[Exercise instructions]: For the records below, print the lines from the line with "Target: jeans seam" through the line with "Put a point on every instance of the woman's nose;" exactly as written; include both end lines and exclude the rest.

= = =

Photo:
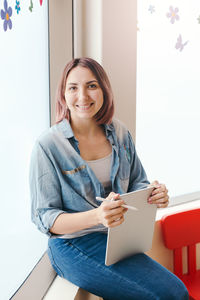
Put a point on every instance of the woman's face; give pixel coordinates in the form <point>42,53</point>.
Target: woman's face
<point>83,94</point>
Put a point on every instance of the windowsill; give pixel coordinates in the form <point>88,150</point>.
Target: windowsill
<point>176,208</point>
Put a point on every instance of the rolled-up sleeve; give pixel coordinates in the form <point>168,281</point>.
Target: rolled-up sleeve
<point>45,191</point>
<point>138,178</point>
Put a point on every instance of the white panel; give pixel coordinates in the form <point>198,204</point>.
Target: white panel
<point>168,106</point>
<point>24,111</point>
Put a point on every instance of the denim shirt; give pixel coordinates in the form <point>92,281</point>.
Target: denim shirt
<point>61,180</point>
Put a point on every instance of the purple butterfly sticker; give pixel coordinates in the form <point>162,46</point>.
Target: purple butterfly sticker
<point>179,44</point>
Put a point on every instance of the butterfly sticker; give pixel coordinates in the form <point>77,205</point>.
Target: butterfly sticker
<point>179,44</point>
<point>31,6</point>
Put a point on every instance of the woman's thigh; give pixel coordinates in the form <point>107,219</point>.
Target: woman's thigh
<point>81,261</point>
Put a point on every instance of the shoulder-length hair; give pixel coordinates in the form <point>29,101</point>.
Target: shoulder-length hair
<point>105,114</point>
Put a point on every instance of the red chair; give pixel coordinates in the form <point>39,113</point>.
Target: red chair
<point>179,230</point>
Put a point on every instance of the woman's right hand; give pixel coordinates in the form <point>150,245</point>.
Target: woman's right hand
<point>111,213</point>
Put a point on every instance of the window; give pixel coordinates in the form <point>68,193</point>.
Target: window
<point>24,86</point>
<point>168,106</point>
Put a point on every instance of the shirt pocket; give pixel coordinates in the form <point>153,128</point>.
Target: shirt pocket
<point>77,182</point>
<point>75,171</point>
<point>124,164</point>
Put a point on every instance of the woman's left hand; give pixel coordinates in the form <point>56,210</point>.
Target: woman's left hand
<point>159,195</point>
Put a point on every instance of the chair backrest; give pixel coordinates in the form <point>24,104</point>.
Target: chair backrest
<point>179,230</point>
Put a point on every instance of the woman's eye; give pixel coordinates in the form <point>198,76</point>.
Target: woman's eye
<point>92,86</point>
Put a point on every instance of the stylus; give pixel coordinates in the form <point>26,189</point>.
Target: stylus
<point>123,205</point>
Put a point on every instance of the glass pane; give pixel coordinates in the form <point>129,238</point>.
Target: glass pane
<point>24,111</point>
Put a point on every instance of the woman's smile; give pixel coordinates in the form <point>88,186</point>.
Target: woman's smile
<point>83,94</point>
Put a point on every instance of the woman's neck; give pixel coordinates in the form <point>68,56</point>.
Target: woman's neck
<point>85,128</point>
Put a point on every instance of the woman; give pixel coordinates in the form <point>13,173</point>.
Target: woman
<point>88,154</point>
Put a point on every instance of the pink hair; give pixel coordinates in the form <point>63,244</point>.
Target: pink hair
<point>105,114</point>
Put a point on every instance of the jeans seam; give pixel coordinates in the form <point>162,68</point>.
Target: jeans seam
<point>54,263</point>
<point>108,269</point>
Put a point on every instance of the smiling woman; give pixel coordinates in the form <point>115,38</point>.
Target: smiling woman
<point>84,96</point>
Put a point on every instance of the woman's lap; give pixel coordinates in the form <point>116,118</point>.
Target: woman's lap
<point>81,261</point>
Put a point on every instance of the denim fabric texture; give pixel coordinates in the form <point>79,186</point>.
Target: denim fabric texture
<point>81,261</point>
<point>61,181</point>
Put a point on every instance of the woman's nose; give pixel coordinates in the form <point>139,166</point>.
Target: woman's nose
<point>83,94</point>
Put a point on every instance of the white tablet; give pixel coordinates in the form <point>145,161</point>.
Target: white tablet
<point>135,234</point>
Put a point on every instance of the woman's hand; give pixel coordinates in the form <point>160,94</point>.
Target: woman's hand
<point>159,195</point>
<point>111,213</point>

= = =

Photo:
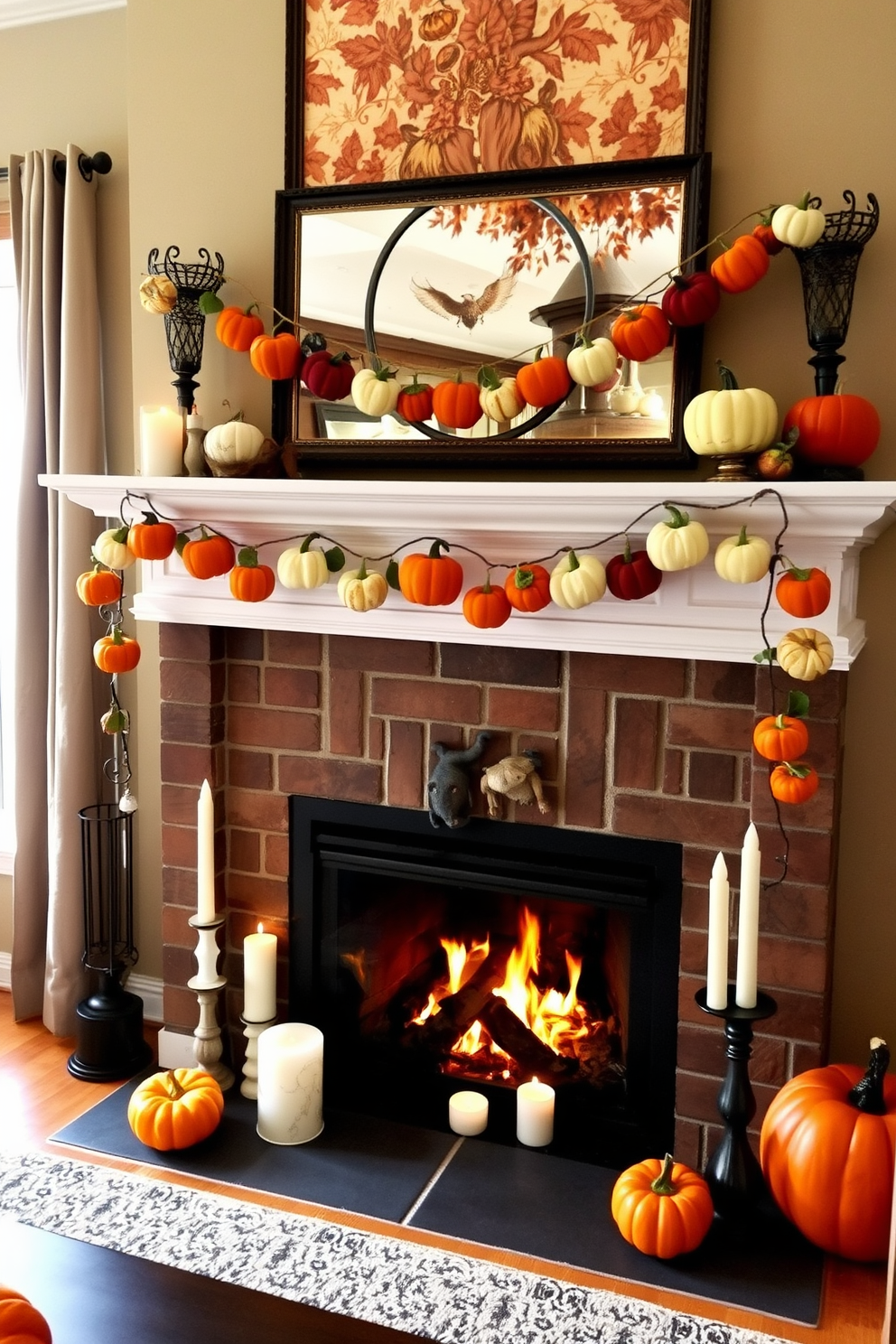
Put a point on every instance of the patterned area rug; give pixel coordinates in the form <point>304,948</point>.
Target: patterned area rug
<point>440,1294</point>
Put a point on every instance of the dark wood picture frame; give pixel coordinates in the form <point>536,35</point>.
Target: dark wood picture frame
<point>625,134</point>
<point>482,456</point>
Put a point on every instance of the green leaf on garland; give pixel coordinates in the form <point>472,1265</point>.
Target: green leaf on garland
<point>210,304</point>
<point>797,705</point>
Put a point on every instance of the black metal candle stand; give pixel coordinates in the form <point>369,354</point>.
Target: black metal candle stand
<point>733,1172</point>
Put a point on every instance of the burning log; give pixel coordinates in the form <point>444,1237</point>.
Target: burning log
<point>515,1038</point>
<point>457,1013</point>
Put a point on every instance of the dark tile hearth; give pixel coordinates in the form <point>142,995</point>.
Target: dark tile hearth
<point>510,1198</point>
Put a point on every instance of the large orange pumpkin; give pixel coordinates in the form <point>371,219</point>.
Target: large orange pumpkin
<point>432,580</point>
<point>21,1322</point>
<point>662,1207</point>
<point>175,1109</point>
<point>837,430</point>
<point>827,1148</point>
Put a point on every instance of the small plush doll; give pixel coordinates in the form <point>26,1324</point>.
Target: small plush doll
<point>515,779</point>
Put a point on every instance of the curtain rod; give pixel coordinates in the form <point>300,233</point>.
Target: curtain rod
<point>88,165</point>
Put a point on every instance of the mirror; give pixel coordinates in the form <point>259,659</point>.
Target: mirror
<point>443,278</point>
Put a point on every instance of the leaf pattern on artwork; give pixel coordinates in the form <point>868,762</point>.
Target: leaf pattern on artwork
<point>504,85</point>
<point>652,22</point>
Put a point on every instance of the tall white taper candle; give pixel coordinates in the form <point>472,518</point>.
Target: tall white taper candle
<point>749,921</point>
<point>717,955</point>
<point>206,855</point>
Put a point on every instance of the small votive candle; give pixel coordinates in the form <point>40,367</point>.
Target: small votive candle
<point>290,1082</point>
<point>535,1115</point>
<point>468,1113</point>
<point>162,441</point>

= = =

[Written response]:
Target: jeans seam
<point>54,263</point>
<point>108,269</point>
Put a point on every instance of the smiling woman; give pixel coordinates in the form <point>115,38</point>.
Target: smiling woman
<point>84,96</point>
Put a point on every instance of the woman's lap; give pixel coordinates in the form <point>116,118</point>.
Target: woman's lap
<point>81,261</point>
Put a point on every instance of the denim fabric texture; give pixel coordinates in the form <point>79,186</point>.
Target: denim fabric texture
<point>81,261</point>
<point>61,181</point>
Put a point on every instance of the woman's nose; give pixel coordinates in the form <point>139,166</point>.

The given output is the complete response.